Elenco
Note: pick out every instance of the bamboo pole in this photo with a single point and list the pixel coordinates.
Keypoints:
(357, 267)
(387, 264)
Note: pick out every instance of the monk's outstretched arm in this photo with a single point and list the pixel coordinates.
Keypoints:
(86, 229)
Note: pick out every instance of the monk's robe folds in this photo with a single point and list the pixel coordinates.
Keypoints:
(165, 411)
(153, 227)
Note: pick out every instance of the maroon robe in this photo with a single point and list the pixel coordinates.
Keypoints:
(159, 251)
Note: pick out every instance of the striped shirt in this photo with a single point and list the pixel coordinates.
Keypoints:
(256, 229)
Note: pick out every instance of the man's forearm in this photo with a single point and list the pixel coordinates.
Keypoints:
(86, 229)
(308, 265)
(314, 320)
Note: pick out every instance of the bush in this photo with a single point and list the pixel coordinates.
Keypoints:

...

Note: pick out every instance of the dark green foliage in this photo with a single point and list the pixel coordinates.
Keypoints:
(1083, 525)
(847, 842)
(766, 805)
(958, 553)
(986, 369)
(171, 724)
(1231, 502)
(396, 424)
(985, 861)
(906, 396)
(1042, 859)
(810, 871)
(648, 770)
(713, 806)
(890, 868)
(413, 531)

Istruzioni e requisiti
Per favore, conta le righe dei record qui sopra che contengono la stringa "monk", distinguendo tra maiuscole e minuscole. Scrivi soltanto il numero.

Svolgimento
2